* [RECORDS PROVIDED]:
————
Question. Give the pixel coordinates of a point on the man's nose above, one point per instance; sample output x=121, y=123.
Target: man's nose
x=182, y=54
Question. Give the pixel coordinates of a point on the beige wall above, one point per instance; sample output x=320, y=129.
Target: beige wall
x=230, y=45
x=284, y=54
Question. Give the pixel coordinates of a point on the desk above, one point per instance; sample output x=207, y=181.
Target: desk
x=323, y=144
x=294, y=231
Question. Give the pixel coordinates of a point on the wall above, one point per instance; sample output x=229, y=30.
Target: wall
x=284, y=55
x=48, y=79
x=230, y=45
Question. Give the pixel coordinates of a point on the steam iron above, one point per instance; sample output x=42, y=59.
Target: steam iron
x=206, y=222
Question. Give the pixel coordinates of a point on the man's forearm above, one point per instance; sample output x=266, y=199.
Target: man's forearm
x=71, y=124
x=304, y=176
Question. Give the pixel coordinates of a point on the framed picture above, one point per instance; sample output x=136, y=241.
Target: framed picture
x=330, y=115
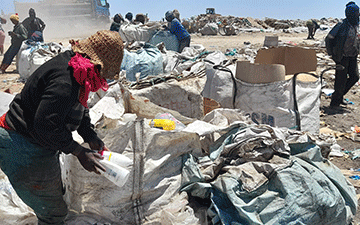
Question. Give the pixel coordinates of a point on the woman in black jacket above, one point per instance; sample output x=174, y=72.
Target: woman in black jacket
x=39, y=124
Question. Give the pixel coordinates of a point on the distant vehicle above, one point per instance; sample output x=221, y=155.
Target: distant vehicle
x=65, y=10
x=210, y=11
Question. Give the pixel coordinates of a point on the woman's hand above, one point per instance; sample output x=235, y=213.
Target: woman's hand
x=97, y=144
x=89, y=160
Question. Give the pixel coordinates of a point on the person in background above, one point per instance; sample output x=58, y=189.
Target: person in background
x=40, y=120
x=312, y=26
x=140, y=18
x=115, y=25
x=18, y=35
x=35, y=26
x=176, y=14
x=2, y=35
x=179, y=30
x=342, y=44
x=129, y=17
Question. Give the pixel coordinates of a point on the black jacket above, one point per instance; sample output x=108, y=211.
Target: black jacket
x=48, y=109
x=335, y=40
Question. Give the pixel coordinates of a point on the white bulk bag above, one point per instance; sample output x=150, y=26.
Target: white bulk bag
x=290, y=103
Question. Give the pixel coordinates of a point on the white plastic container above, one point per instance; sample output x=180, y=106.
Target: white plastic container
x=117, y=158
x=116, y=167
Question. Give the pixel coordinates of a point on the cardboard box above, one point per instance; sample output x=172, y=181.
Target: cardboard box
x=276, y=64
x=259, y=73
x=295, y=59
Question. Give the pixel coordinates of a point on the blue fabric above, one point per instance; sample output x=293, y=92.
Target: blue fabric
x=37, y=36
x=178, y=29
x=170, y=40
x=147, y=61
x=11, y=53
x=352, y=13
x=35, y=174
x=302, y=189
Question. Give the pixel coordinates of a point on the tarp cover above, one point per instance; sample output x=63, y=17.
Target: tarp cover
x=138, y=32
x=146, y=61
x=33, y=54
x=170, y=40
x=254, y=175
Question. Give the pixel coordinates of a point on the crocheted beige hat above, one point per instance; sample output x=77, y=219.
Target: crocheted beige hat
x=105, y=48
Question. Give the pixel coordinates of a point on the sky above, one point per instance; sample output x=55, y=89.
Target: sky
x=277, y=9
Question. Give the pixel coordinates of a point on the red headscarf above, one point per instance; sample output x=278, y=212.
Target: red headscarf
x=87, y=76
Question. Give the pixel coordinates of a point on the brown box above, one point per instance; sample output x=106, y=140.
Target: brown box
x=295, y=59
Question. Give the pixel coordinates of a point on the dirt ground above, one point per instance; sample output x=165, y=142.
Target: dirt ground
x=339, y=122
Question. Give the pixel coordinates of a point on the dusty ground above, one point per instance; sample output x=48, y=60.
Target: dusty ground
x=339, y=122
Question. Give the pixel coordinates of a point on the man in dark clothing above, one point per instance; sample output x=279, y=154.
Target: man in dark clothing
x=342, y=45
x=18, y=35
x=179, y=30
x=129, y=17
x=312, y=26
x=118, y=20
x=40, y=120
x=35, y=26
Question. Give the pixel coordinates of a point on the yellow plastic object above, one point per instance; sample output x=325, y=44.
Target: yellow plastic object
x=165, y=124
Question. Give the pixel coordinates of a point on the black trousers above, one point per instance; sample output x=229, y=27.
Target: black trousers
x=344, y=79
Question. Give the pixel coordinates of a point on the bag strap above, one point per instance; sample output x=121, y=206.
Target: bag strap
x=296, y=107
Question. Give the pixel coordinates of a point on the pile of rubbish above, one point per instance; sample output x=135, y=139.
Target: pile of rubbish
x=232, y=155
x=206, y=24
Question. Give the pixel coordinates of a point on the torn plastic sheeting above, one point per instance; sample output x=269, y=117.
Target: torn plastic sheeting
————
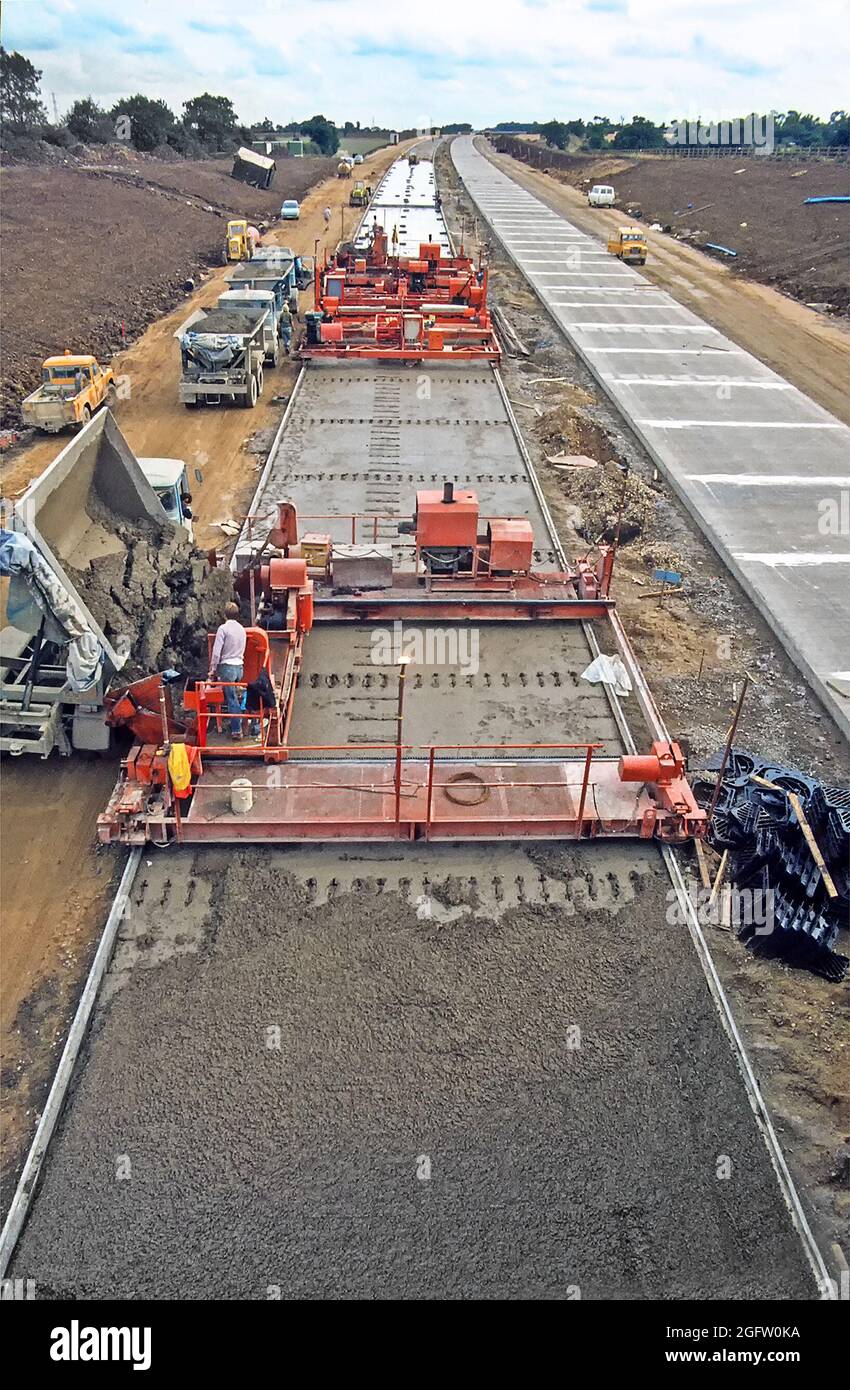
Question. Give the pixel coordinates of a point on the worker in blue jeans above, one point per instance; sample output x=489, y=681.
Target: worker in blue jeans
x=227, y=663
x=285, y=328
————
* [YOUR GOAL]:
Reproduce word for word the material above, starting with the line that has "Target: black trousers" and stopping after the line that has "Target: torn plastic sheeting".

* [SOLUTION TO THIS EXERCISE]:
Target: black trousers
x=344, y=79
Question. Give the pixel coordinates of a point on the bag strap above, one point per instance; sample output x=121, y=206.
Target: bag strap
x=296, y=107
Question. Give the pixel coordinates of a point on the pile of rubbish above, one point per instance; sample output x=135, y=139.
Target: pile of rubbish
x=232, y=155
x=206, y=24
Question. Give the pixel coordinates of a point on the torn plastic sheeting above, one point per instance; sample output x=269, y=117.
Target: torn plastic sheeting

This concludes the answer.